Pointing dataset records:
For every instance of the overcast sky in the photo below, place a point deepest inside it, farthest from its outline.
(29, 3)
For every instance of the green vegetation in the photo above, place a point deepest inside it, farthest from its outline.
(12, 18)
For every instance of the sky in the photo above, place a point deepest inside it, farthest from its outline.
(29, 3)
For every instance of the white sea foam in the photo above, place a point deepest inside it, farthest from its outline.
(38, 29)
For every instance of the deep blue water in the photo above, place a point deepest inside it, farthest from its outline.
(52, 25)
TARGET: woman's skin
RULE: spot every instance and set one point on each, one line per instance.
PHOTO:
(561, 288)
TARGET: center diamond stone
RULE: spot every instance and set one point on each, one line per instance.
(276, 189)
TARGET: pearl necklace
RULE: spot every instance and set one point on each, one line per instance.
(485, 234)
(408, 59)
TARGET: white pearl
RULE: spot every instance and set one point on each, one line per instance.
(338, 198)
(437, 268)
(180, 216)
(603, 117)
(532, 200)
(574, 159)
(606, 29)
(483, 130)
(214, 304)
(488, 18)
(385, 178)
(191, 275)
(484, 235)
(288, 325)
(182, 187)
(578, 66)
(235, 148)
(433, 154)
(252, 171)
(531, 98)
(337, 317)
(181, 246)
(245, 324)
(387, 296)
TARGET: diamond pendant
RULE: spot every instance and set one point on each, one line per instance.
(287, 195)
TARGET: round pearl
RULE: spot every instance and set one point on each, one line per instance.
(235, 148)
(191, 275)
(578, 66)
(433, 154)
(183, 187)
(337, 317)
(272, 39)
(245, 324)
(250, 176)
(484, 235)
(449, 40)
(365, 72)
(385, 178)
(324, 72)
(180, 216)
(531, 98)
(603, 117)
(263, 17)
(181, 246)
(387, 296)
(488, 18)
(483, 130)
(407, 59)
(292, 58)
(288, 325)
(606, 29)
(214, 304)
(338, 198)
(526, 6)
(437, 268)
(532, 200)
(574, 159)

** REQUIREMENTS **
Copy out all of the lines above, substituting "boundary" for each occurrence of "outline" and keeping every other word as it is.

** ANSWER FOR THE TASK **
For every instance of the overcast sky in the photo below, place a point deepest inside it, farthest from its boundary.
(29, 3)
For every instance of the green vegetation in the photo above, place a point deepest inside it, farthest from its boundary.
(12, 18)
For every instance of the sky in the photo above, place a point deepest inside it, farthest from its boundary.
(29, 3)
For every instance of the white sea foam in the photo above, place a point deepest inside it, farthest from its boundary.
(38, 29)
For every instance of the deep blue water in the photo above, place a point deepest inside it, farthest from its boundary.
(52, 25)
TARGET: woman's skin
RULE: spot every instance and set one point on each, one line per instance.
PHOTO:
(561, 288)
TARGET: center diamond stone
RULE: spot every instance and set one point on each, one line per instance.
(276, 189)
TARGET: pearl necklace
RULE: spot every instance and set one point on each, one line per instance.
(485, 234)
(408, 59)
TARGET: white pearl
RULE: spot every instance and set one point on each, one line per instance.
(338, 198)
(437, 268)
(180, 216)
(603, 117)
(532, 200)
(574, 159)
(606, 29)
(483, 130)
(214, 304)
(488, 18)
(385, 178)
(191, 275)
(484, 235)
(288, 325)
(182, 187)
(578, 66)
(235, 148)
(433, 154)
(252, 171)
(531, 98)
(337, 317)
(181, 246)
(245, 324)
(387, 296)
TARGET: diamond pendant
RULE: spot every instance and set one point on each, one line per instance.
(287, 195)
TARGET: round pearl
RULE: spot every instance and set one point on each, one line per instance.
(235, 148)
(191, 275)
(578, 66)
(433, 154)
(183, 187)
(337, 317)
(272, 39)
(245, 324)
(250, 176)
(484, 235)
(449, 40)
(365, 72)
(385, 178)
(324, 72)
(180, 216)
(531, 98)
(603, 117)
(263, 17)
(181, 246)
(387, 296)
(488, 18)
(483, 130)
(407, 59)
(292, 58)
(288, 325)
(606, 29)
(214, 304)
(338, 198)
(526, 6)
(437, 268)
(532, 200)
(574, 159)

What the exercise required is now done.